**What is expected:** Please return the full listing below without altering anything.
*** Listing ***
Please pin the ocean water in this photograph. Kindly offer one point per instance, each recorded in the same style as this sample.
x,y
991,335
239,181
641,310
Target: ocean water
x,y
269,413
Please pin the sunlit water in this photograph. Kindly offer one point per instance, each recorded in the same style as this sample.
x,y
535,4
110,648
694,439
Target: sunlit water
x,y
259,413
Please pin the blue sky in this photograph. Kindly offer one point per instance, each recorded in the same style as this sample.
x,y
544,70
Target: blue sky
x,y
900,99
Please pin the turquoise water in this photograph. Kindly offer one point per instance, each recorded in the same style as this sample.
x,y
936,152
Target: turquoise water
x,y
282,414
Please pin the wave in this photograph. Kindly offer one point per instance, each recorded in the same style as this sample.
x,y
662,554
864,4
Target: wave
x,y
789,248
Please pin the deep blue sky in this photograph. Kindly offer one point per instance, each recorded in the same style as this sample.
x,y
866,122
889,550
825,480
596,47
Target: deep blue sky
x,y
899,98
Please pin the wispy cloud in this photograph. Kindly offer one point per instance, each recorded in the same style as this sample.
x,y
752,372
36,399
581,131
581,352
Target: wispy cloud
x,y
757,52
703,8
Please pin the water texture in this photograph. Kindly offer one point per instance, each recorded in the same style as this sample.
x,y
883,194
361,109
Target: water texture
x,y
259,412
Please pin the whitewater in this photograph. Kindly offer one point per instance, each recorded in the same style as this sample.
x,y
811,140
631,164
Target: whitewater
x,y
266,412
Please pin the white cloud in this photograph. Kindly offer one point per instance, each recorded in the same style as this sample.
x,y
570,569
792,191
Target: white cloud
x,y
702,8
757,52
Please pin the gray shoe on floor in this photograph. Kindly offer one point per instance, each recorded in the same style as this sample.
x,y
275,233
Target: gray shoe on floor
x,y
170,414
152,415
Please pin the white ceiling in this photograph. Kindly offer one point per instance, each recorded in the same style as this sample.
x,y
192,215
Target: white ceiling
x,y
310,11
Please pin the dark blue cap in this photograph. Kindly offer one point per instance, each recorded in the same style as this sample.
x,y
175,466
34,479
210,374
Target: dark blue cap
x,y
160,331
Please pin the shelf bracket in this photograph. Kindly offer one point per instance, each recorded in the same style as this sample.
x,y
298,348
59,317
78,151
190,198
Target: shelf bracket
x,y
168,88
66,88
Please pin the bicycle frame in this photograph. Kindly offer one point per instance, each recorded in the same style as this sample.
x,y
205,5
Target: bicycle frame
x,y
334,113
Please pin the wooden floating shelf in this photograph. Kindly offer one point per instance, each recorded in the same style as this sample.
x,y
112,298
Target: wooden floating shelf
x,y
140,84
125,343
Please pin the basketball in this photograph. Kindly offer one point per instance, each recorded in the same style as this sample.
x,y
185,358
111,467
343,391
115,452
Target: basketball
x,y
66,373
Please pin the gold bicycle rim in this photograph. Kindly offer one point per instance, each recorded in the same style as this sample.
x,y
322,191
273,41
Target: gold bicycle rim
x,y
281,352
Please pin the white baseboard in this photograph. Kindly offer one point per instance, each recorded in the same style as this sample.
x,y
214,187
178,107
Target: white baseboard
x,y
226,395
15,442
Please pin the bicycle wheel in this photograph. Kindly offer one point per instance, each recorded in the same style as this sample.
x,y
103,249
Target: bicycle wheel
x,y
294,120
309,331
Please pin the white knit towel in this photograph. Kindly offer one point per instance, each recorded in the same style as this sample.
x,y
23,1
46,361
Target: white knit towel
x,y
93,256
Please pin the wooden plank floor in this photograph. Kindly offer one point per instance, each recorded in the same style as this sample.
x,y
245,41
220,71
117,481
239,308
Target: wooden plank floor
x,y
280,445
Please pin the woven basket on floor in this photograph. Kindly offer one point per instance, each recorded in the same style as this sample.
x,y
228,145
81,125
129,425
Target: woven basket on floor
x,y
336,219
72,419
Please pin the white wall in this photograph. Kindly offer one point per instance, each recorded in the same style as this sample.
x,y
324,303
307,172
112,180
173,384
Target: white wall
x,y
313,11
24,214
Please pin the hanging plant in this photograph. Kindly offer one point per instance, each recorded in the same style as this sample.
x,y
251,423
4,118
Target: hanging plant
***
**Task result:**
Please pin the ocean water in this photograph. Kindly offer one point per instance, each recorded in the same style as this sample.
x,y
991,335
239,181
641,310
Target: ocean water
x,y
269,413
Please pin the sunlit water in this photograph. Kindly offer one point per instance, each recorded in the same style as this sample.
x,y
535,4
110,648
694,439
Target: sunlit water
x,y
259,413
Please pin the blue sky in this photograph. Kindly offer one point per instance, each recorded in the same style as this sample.
x,y
544,70
Target: blue sky
x,y
900,99
Please pin the turquoise water in this photograph. Kindly offer one point per instance, each recorded in the same style as this sample.
x,y
936,152
Target: turquoise water
x,y
282,414
Please pin the wave in this photograph. Kindly offer one point per instance, each recorded in the same style as this sample.
x,y
662,554
864,4
Target: wave
x,y
789,248
Please pin the deep blue sky in this photograph. Kindly offer one point per instance, each recorded in the same style as this sample.
x,y
866,122
889,550
825,480
596,47
Target: deep blue sky
x,y
899,98
Please pin the wispy cloud in this photograph. Kindly offer one point per instance, each recorded in the same style as this sample.
x,y
752,372
36,399
581,131
581,352
Target: wispy cloud
x,y
757,52
703,8
Please pin the water texture in this photograph. Kindly offer one point per instance, each recorded in the same style as this sample.
x,y
883,194
361,109
Target: water texture
x,y
259,412
Please pin the whitewater in this photograph. Kindly offer one point per instance, each recorded in the same style as this sample.
x,y
811,140
631,164
Target: whitewater
x,y
266,412
Please pin the white cloud in this photograph. Kindly offer one point per instance, each recorded in the same style as this sample.
x,y
570,569
792,191
Target: white cloud
x,y
702,8
757,52
Please pin the gray shoe on floor in this photograph. Kindly offer one point per instance, each recorded in the same style as this sample.
x,y
275,233
Target: gray shoe on floor
x,y
170,414
152,415
Please pin the white ceiling in this photograph. Kindly offer one point per instance, each recorded in the same style as this sample.
x,y
192,215
Target: white ceiling
x,y
310,11
Please pin the dark blue cap in this photograph. Kindly offer one point per instance, each recorded in the same style as this sample.
x,y
175,466
34,479
210,374
Target: dark blue cap
x,y
160,331
Please pin the shelf bracket in this photograph. Kindly offer one point per instance, each recorded in the same style as this sample.
x,y
298,348
59,317
78,151
190,198
Target: shelf bracket
x,y
168,88
66,88
Please pin the bicycle frame in this photograph. Kindly offer one point per instance, each recorded in the same style as this sample.
x,y
205,5
Target: bicycle frame
x,y
334,113
Please pin the wooden floating shelf in this photograph. Kindly offer one point per instance, each recorded in the same style as this sample.
x,y
112,298
Target: wooden floating shelf
x,y
140,84
125,343
Please pin the basketball in this photograph. Kindly offer one point per instance, each recorded in the same style as this sample.
x,y
185,358
111,467
343,391
115,452
Target: basketball
x,y
66,373
Please pin the gold bicycle rim in this photograph. Kindly offer one point per instance, each recorded in the same style as this sample.
x,y
322,191
273,41
Target: gold bicycle rim
x,y
281,352
Please pin the white baseboard in this photograph. Kindly offer one point per instance, each recorded in the same style as this sample.
x,y
214,187
178,107
Target: white baseboard
x,y
226,395
15,442
Please pin the bicycle wheel in this photograph. Kindly offer one point per instance, each recorded in the same style as this sample.
x,y
103,249
Target: bicycle wheel
x,y
294,120
309,331
Please pin the white knit towel in this photograph. Kindly offer one point per instance, each recorded in the same style as this sample.
x,y
23,1
46,361
Target: white knit towel
x,y
93,256
Please pin the wooden plank floor in this photograph. Kindly offer one point per instance, each recorded in the same style as this sample.
x,y
245,41
220,71
117,481
239,308
Target: wooden plank floor
x,y
280,445
Please pin the woven basket on floor in this photograph. Kindly offer one point per instance, each recorded in the same style as this sample.
x,y
228,145
81,125
129,425
Target: woven basket on floor
x,y
336,219
72,419
Please pin the white wall in this photograph. Kindly offer one point per instance, each recorded in the same style as this sample.
x,y
324,303
307,172
112,180
173,384
Target: white wall
x,y
313,11
24,214
Please pin the hanging plant in this photograph. Kindly offer one point per instance, each recorded in the same style as this sample.
x,y
251,423
4,118
Target: hanging plant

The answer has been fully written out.